__What to work on__. Reproduce every line from the one containing "Might you point out the dolphin" down to the end of the records, requests included, scaling each coordinate in the answers by 1.9 and rounding to whole numbers with halves rounded up. Leave out the pictures.

Source records:
┏━━

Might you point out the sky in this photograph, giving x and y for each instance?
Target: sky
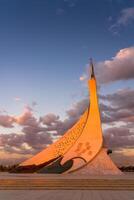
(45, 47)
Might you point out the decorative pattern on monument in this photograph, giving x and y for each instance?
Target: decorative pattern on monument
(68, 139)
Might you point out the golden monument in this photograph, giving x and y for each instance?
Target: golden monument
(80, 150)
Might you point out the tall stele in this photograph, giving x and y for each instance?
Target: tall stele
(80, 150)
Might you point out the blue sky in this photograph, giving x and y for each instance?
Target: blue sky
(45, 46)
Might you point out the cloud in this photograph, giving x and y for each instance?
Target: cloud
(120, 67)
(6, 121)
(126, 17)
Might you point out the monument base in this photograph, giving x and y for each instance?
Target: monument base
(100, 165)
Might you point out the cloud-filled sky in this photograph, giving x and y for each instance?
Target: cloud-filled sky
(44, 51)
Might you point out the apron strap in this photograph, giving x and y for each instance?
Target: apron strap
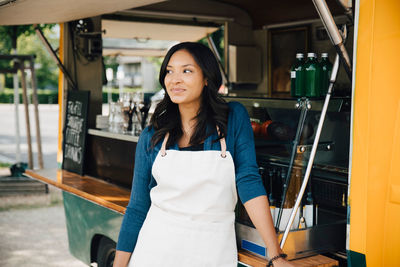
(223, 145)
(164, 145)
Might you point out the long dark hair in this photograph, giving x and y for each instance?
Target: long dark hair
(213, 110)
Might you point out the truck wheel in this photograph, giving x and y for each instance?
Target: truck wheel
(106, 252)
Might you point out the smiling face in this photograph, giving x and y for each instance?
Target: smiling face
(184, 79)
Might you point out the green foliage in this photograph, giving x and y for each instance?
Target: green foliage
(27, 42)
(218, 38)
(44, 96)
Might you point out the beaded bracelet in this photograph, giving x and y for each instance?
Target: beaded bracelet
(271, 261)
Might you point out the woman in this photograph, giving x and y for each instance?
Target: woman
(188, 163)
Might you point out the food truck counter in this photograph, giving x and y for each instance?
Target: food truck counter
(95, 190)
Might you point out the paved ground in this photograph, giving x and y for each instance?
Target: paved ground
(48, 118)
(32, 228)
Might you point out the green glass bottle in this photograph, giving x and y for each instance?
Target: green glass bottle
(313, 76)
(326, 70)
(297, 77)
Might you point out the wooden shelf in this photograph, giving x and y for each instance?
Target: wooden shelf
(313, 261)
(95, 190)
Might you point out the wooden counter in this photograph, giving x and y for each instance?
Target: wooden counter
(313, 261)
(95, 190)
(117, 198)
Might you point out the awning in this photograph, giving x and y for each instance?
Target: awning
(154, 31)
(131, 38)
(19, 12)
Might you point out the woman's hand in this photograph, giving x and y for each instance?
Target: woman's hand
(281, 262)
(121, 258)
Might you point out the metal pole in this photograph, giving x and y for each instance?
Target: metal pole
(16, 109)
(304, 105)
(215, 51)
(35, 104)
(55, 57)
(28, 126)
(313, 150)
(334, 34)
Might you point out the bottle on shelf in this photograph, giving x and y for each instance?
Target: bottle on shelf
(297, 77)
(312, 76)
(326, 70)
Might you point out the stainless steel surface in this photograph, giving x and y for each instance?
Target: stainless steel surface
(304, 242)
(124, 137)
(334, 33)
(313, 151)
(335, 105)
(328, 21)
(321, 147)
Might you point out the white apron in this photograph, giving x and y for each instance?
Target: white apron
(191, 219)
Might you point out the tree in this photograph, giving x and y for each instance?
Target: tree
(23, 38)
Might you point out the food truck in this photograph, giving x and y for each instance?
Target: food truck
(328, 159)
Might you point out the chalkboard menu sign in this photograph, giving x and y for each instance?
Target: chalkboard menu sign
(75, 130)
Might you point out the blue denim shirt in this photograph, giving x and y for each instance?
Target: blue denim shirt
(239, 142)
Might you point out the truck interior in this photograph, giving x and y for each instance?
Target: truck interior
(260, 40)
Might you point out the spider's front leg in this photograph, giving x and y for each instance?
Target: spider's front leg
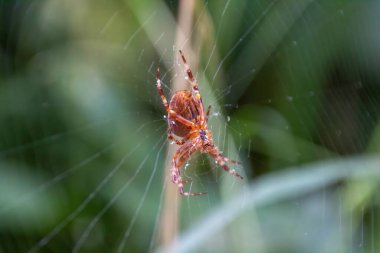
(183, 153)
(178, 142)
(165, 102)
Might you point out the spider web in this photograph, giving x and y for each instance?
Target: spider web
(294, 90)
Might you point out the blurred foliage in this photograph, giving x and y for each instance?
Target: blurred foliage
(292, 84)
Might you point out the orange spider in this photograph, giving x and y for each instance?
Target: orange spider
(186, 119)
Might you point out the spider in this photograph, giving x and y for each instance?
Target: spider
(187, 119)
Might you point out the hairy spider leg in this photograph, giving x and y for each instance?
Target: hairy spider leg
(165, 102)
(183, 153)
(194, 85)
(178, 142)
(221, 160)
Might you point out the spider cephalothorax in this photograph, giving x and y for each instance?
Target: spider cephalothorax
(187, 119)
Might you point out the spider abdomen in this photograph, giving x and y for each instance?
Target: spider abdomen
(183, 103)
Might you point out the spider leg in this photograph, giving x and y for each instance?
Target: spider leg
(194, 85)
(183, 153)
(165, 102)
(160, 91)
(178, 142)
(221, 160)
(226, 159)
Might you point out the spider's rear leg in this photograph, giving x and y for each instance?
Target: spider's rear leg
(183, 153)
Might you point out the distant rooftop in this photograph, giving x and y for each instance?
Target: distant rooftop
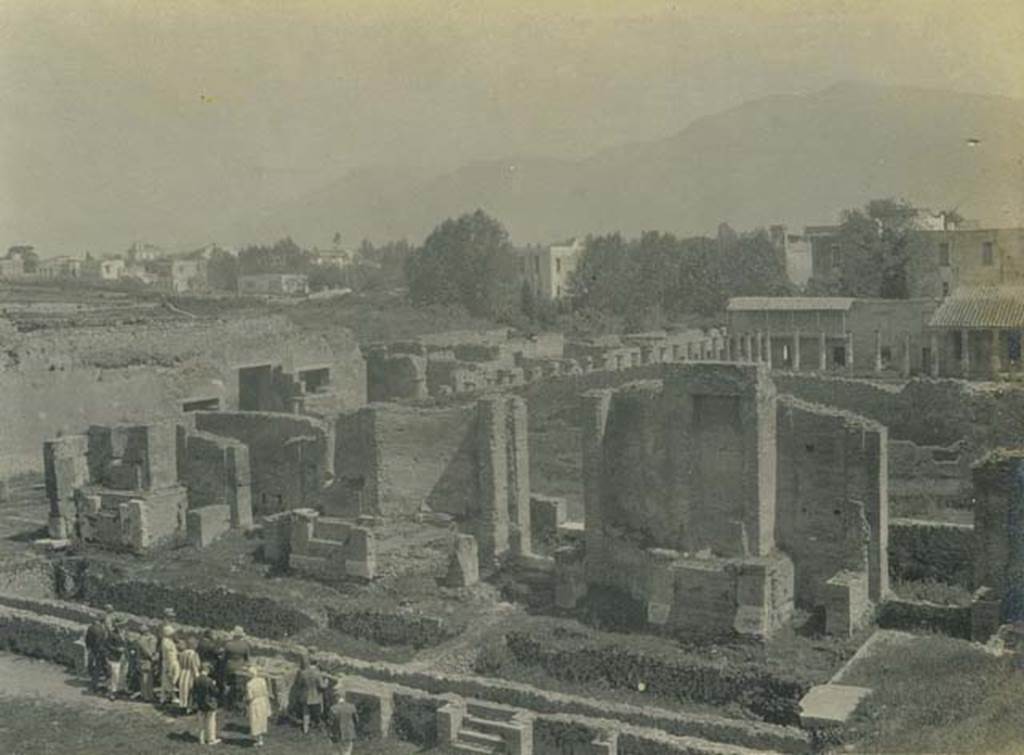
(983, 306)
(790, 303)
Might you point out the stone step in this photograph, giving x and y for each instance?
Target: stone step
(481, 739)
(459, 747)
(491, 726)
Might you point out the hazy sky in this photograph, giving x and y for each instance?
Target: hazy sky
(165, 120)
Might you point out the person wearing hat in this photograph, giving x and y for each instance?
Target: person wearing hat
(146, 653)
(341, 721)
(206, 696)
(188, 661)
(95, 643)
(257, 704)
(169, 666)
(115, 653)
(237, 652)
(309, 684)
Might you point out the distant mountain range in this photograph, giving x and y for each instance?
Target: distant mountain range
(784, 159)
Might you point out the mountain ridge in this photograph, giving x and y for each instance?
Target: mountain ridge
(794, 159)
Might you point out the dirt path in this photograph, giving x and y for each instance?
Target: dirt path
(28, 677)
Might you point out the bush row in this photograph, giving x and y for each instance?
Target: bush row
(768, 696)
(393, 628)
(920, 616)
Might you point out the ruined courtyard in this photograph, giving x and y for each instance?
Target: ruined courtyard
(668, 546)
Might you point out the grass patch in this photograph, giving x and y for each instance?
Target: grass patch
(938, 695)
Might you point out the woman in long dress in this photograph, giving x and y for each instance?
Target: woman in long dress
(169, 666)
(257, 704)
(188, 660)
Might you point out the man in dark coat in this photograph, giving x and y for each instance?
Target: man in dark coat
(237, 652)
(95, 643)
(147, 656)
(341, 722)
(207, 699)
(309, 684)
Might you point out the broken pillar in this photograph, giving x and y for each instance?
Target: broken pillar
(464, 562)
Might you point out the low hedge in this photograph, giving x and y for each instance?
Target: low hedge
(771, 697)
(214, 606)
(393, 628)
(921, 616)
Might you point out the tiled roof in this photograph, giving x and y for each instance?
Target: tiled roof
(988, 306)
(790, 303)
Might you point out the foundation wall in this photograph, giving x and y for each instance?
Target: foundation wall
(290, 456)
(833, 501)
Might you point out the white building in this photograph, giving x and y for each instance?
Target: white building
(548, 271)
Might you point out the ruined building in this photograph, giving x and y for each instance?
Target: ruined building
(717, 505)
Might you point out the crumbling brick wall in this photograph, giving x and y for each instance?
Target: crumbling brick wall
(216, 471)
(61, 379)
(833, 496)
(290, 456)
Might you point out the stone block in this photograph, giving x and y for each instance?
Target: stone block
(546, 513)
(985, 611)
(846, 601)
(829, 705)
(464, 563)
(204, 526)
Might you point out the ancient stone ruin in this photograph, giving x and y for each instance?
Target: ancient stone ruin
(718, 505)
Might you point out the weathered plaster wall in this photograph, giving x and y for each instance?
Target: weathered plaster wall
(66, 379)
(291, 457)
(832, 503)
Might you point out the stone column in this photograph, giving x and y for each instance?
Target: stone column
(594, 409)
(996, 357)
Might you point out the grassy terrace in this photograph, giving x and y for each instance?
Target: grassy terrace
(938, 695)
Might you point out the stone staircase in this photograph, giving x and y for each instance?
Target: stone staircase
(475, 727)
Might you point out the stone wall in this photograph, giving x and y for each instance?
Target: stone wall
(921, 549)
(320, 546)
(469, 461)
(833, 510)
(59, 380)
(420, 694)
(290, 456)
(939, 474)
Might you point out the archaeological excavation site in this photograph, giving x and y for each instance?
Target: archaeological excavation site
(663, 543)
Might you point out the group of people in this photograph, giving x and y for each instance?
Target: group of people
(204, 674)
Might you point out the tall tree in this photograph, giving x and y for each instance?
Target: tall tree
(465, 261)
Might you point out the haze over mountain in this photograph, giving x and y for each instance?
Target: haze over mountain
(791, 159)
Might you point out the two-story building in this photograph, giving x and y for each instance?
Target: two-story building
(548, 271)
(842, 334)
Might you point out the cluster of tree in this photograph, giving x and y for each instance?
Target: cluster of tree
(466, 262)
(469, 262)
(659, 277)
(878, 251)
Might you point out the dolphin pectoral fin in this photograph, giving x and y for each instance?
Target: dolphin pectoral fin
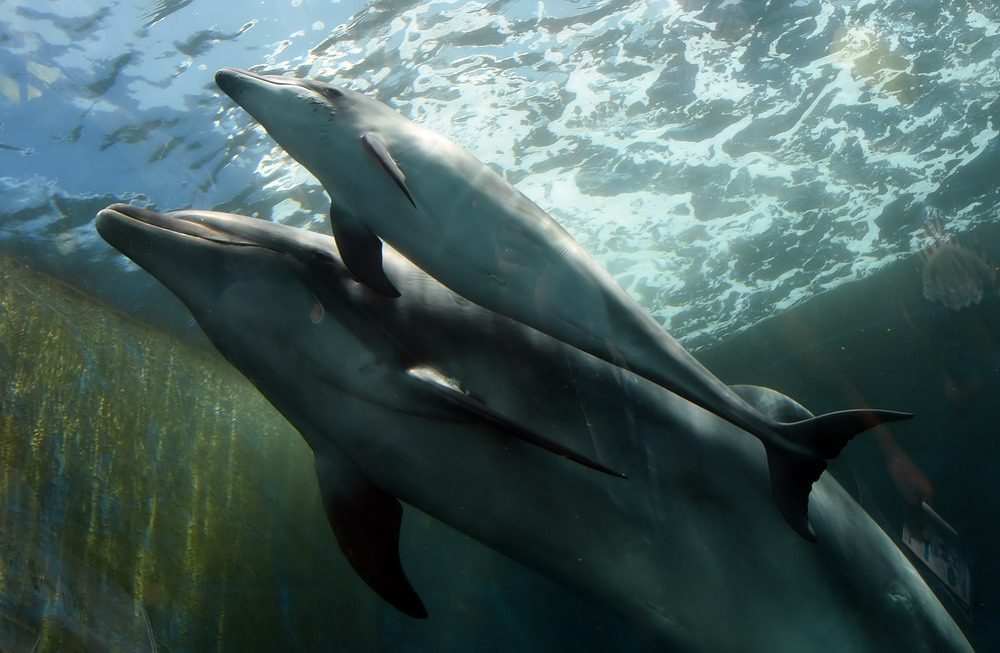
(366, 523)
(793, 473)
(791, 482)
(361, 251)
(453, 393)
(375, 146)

┗━━

__Full response__.
Might you point out the dolphin pectoral fin in this photograph, giving x and y for each instance?
Target: dolphin pectoral fin
(695, 994)
(1507, 899)
(1503, 916)
(686, 477)
(861, 747)
(713, 277)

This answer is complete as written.